### [Excerpt provided]
— begin —

If you want, as you say, ON/OFF R/C of the heating (regardless of timer/s settings) then it stands to reason that you MUST override the timer/s.
This is done on many occasions in control circuits and is extremely common. Even if you have multiple timers and just one R/C switch then the use of a simple relay/contactor can be employed to override all timers.

One problem with your revised wiring diagram is that when OFF the power to the timer is also cut, therefore it may adversely affect the timer programs. Also, as I said before, this will only allow you to turn the heating OFF and not ON unless the timer is also set to ON.

I really do not see why you are so wary, (afraid  ?) to wire it in parallel with the timer switches, thus allowing you to remotely turn ON/OFF the heat at will (as long as the timer/s is set to off). This is the easiest and closest  as far as I can see, to what you are trying to achieve.

If you need full R/C, ie. ON/OFF regardless of timer setting then a two way (changeover) relay/contactor must be used, as your R/C switch is just a single way, also your timer/s must also be capable of two way switching.

To put this in "laymans" terms, liken it to upstairs/downstairs landing light, as in, regardless of the state of one switch (timer/s) the other (your R/C switch) can always turn the light (heat) ON/OFF.

Again, quite basic to implement, just a bit more kit and installation time.


----------



## dub_nerd (5 Sep 2014)

Dinny said:


> I got a Texton unit at the start of this year. Works great for me...



Thanks Dinny. I'd probably have gone for TextOn except their website is so bad and didn't give me a good feeling. Have ordered the device I mentioned from the UK instead (which is a fair bit cheaper too).

— end —

### [Tasks to perform]
1. In the forum thread on remote heating control, what kind of relay or contactor must be used to get full ON/OFF control regardless of the timer setting?
2. The forum thread on remote heating control compares the setup to an upstairs/downstairs landing light. List every pairing that comparison makes between a part of the light circuit and a part of the heating setup.

### [Data section]
— begin —

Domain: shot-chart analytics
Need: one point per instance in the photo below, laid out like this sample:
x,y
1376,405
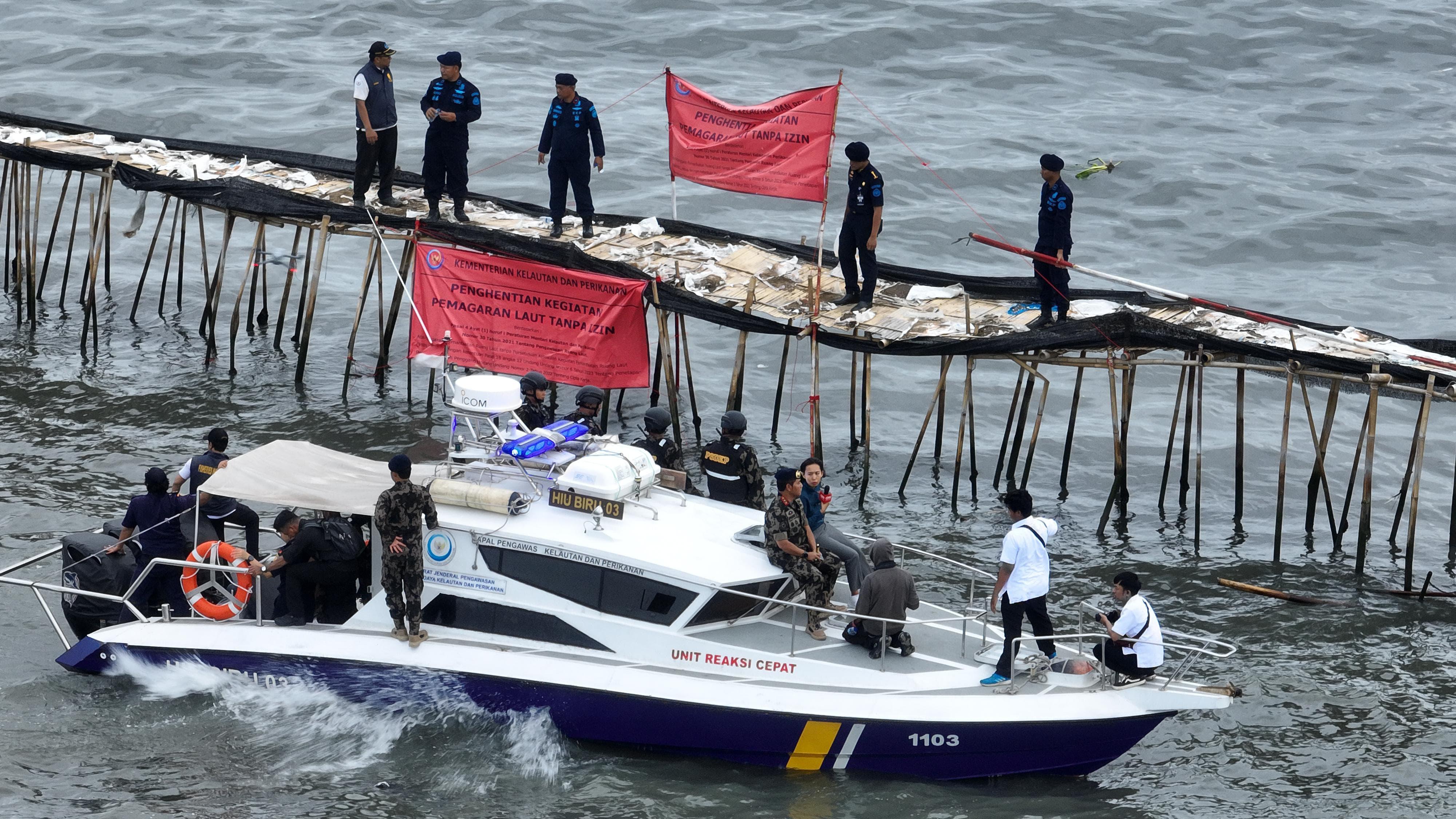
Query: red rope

— end —

### [Results in order]
1. A two way (changeover) relay/contactor.

2.
- One switch corresponds to the timer/s.
- The other switch corresponds to the R/C switch.
- The light corresponds to the heat.